Exercise directions: The records below are to be written out again, exactly as they appear.
BEGIN
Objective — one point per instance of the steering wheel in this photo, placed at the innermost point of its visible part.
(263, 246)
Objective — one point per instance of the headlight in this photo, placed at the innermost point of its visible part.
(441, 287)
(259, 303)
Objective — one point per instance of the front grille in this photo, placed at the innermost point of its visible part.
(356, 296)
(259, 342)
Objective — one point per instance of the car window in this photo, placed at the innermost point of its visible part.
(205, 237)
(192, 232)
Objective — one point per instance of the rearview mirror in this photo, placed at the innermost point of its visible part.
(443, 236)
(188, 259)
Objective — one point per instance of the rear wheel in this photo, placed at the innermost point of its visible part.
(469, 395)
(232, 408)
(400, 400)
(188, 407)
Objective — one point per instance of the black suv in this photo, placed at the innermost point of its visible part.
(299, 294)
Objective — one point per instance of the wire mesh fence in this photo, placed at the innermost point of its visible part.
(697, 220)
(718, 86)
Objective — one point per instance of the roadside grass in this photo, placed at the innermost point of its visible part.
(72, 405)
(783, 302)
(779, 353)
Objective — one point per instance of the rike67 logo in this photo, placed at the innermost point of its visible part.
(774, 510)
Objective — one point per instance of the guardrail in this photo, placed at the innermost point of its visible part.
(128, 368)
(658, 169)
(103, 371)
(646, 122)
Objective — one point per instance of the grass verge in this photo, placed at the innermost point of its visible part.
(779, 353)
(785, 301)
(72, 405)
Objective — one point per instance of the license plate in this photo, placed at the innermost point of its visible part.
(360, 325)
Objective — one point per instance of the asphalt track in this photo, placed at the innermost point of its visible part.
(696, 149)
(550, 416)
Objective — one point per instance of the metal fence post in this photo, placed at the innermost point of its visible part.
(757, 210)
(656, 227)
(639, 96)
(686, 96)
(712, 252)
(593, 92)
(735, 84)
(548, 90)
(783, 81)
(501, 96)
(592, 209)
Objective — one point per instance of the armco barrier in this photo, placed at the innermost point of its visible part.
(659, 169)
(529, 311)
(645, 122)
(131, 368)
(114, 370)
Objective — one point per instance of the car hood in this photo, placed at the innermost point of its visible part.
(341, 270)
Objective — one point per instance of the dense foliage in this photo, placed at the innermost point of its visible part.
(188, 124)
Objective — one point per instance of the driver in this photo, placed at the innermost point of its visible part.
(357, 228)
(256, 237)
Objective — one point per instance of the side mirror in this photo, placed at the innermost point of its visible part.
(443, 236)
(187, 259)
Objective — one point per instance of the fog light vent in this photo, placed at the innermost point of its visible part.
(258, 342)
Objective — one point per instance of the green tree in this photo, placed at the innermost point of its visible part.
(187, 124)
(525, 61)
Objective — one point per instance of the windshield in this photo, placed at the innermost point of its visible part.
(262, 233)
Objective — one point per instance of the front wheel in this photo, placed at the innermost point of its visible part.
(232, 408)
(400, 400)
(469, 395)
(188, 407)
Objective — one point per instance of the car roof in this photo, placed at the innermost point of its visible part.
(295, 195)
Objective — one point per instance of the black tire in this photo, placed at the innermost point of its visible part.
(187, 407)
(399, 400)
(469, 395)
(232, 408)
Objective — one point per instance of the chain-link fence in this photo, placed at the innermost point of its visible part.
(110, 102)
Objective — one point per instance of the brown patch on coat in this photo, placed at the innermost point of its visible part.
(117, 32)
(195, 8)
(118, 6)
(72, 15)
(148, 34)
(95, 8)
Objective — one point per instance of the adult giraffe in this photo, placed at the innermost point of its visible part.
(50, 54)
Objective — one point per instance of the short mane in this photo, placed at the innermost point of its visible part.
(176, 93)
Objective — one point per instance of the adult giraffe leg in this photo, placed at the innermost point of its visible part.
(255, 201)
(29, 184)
END
Response box:
Objective — one point per instance of the steering wheel in this photo, placed at the innermost point of its visible part.
(263, 246)
Objective — one point per instance of the headlight in this photo, placed at the innermost point of its visible part.
(441, 287)
(259, 303)
Objective — one point per instance of the front grille in this photo, placed at the innermost point of its visible part.
(356, 296)
(259, 342)
Objective — one point per instance of the car window in this photo, placed at the innermost point of its visible part.
(205, 237)
(192, 232)
Objective — one point per instance of the rearview mirror in this photo, placed at the innermost point of its visible part.
(443, 236)
(188, 259)
Objective — one point per instance of the rear wheel in this photo, placed at the innermost point of its visible part.
(469, 395)
(232, 408)
(400, 400)
(188, 407)
Objective — one point per instance of the black suv in this photo, placed at the innermost point of its visible part.
(299, 294)
Objective — one point per instance of the wire mesh fence in this photo, placed at the innermost point of its visible part.
(697, 220)
(718, 86)
Objective — one point per instance of the roadside grass in this photo, placed at the innermost point of its visible part.
(72, 405)
(783, 302)
(779, 353)
Objective — one point per instance of the rike67 logo in this photo, placed at the innermost point of its visible part.
(774, 510)
Objective — one point per instance of the guardrail in this photo, placed at the innermost point of its visible part.
(128, 368)
(658, 169)
(103, 371)
(646, 122)
Objective — one point per instance of the grass verge in this photo, placed at the innermost point of its visible part.
(779, 353)
(785, 301)
(72, 405)
Objective — one point per instance of the license plate in this photo, placed at the innermost point of its visible part.
(360, 325)
Objective — one point per instance of the asphalt track in this photo, placed at the innermost point of its visible part.
(696, 149)
(550, 416)
Objective — one point per instance of the metal fence post in this photo, placed at the innermost point of its visible part.
(757, 210)
(656, 227)
(639, 96)
(686, 96)
(712, 252)
(593, 92)
(735, 84)
(548, 90)
(783, 81)
(501, 96)
(592, 209)
Objective — one point per instance of the armco barrier in this photo, placed at the innermost point of its visible part.
(659, 169)
(529, 311)
(645, 122)
(131, 368)
(114, 370)
Objective — one point per instance of the car hood in this photo, placed at the innermost point of its visible part.
(341, 270)
Objective — one point per instance of the dense foliage in this photo, placed at the innermost point of its visible part.
(188, 124)
Objective — one point per instance of the driver in this photo, placed at the innermost point of its visible part.
(357, 228)
(256, 237)
Objective — one point per instance of the side mirror in this photo, placed at the innermost point of its visible part.
(443, 236)
(187, 259)
Objective — one point per instance of the fog light vent in this photo, placed at the innermost point of its visible part.
(258, 342)
Objective — one point per instance of the green tree in this photo, placed at the innermost point of its visible part.
(187, 124)
(525, 61)
Objective — one point per instance of the windshield in this photo, placed at the innermost point of its visible part.
(262, 233)
Objective — one point per instance of the front wheel in this photo, placed at the innermost point of its visible part.
(232, 408)
(400, 400)
(469, 395)
(188, 407)
Objective — one point per instance of the car roof in this photo, placed at the innermost point of its visible part.
(295, 195)
Objective — one point per instance of the black tire in this photo, placed at the innermost point of its visible part.
(187, 407)
(399, 400)
(469, 395)
(232, 408)
Objective — one point per instance of the chain-link fence in this photo, placed at the innermost point of its visible part.
(110, 102)
Objective — one point per instance of the brown patch on coat in this photo, placed at the innermost point of its visible part.
(117, 32)
(195, 8)
(118, 6)
(72, 15)
(148, 34)
(95, 8)
Objective — one point per instance of the adult giraffe in this photo, placed at the innermost point of its visible part.
(50, 54)
Objective — one point per instance of the short mane in this photo, placed at the innermost point of its visible part.
(176, 93)
Objective — one point per instance of the adult giraffe leg in this photo, placed at the innermost point of its visible part.
(255, 201)
(29, 184)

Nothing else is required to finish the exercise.